## [Objectif 1]
D'après le texte fourni, où les lauréats du concours d'écriture «Encrages» seront-ils récompensés ?

## [Texte fourni]
----
Des perspectives suisses en 10 langues

Gian Kaiser, un jeune auteur de 70 ans

Gian Kaiser dans sa maison d'Ayent, en Valais. swissinfo.ch

Ce Grison a passé plus de la moitié de son existence à parcourir l'Amérique du Sud et l'Asie. Les hasards de la vie lui ont permis de découvrir sur le tard «le bonheur d'écrire».

Gian Kaiser est l’un des seize lauréats du Concours d’écriture «Encrages». Ils seront récompensés au Salon du livre de Genève, lors de la présentation du recueil de leurs textes.

«Je suis polyglotte et j’ai la parole lente. Les mots écrits s’adaptent à mon rythme, à ma timidité, et me permettent enfin de participer au dialogue avec les autres. Je découvre un moyen d’expression qui me comble de bonheur», raconte Gian Kaiser, visage rond de yogi fendu par un sourire qui lui plisse les yeux.

Il ajoute que cela faisait longtemps qu’il avait envie de communiquer. «Je pensais souvent à mes histoires mais je me trouvais trop simple pour écrire.»
----
## [Enregistrements fournis]

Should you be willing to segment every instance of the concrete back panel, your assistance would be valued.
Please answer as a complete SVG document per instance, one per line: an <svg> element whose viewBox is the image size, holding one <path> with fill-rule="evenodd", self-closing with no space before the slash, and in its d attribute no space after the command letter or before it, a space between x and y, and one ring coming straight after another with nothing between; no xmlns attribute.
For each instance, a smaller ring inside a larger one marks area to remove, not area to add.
----
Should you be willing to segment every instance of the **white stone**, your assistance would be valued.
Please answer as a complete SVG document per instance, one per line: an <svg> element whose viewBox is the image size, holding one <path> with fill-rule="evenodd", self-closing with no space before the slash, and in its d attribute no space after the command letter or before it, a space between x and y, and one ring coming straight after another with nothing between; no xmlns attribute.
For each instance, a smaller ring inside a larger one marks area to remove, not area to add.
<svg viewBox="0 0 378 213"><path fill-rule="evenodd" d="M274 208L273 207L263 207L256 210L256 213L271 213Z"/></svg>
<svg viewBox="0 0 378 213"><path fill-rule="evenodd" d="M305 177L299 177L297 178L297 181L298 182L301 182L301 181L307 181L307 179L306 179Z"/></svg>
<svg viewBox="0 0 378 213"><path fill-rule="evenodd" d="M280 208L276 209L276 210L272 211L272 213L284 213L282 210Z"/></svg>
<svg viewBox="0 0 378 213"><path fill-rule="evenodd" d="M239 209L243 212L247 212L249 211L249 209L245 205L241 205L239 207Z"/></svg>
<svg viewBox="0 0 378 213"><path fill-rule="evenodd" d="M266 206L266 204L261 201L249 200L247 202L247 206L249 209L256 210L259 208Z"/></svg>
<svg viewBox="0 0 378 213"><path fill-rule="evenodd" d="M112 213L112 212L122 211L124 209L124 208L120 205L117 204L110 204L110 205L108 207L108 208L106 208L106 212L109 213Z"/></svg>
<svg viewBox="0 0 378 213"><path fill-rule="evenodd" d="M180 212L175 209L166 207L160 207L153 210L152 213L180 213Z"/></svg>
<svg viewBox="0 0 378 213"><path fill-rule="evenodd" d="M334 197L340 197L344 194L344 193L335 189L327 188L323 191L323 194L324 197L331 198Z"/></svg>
----
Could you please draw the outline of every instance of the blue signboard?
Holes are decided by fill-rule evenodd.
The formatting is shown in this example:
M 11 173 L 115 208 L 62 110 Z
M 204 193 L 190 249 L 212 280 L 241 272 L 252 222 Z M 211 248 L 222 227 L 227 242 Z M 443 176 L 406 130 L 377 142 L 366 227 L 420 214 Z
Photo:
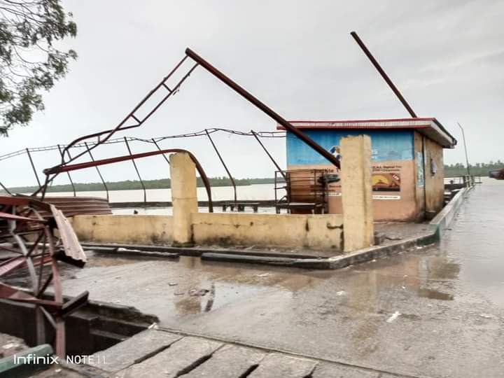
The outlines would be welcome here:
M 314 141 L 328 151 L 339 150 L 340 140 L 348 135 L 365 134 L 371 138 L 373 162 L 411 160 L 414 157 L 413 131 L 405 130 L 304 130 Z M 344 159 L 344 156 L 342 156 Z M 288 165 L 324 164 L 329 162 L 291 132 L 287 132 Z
----
## [Objectif 2]
Renvoyez, s'il vous plaît, chaque ligne des enregistrements qui contient le mot «Should», en tenant compte de la casse.

## [Réponse complète 1]
Au Salon du livre de Genève.

## [Réponse complète 2]
Should you be willing to segment every instance of the concrete back panel, your assistance would be valued.
Should you be willing to segment every instance of the **white stone**, your assistance would be valued.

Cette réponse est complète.